> [Teile der Übung]:
1. Wie war die Arbeitsweise von Franz West laut dem Text zur Franz-West-Ausstellung grundsätzlich angelegt?
2. Wiederhole aus dem Text zur Franz-West-Ausstellung wortgetreu den Abschnitt, der bei den Worten „Inhaltlich stehen im“ beginnt, und höre nach den Worten „Andreas Reiter Raabe.“ auf.

> [Dokumenttext]:
_ _ _
Inhaltlich stehen im Zentrum der umfassenden Präsentation im MMK Wests „Kombi-Werke“, Arbeiten, in denen er mehrere und sehr unterschiedliche Einzelstücke zu einem Kunstwerk vereint. Durch die Kombination und Rekombination unterschiedlicher Werkgruppen, wie die sogenannten Passstücke, Möbel, Skulpturen, Videos oder Papierarbeiten aus allen Schaffensperioden gibt die Ausstellung einen Überblick über die Bandbreite seines umfassenden Œuvres. Ebenfalls in diesen Werken enthalten sind Arbeiten befreundeter Künstlerkollegen, darunter Heimo Zobernig, Herbert Brandl, Martin Kippenberger, Michelangelo Pistoletto oder Andreas Reiter Raabe.

Die Arbeitsweise von Franz West war grundsätzlich partizipativ angelegt. Mit der aktiven Teilhabe des Betrachters als „Nutzer“ seiner Werke veränderte West die Bedeutung der traditionellen Vorstellungen von Künstler und Werk. Erst dadurch, dass die Betrachter Teil des Kunstwerkes werden — indem sie mit ihm hantieren oder es als Sitz- und Liegefläche in Besitz nehmen — waren diese Werke für Franz West vollständig. Die Wahrnehmung eines Werkes wird damit zu einer körperlichen Erfahrung.
_ _ _
> [Verfügbare Daten]:
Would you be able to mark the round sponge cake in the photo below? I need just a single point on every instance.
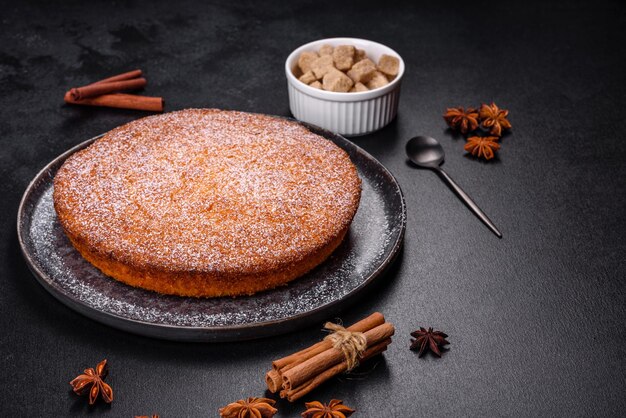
_ _ _
> [Lösungen zur Übung]:
1. Partizipativ.

2.
Inhaltlich stehen im Zentrum der umfassenden Präsentation im MMK Wests „Kombi-Werke“, Arbeiten, in denen er mehrere und sehr unterschiedliche Einzelstücke zu einem Kunstwerk vereint. Durch die Kombination und Rekombination unterschiedlicher Werkgruppen, wie die sogenannten Passstücke, Möbel, Skulpturen, Videos oder Papierarbeiten aus allen Schaffensperioden gibt die Ausstellung einen Überblick über die Bandbreite seines umfassenden Œuvres. Ebenfalls in diesen Werken enthalten sind Arbeiten befreundeter Künstlerkollegen, darunter Heimo Zobernig, Herbert Brandl, Martin Kippenberger, Michelangelo Pistoletto oder Andreas Reiter Raabe.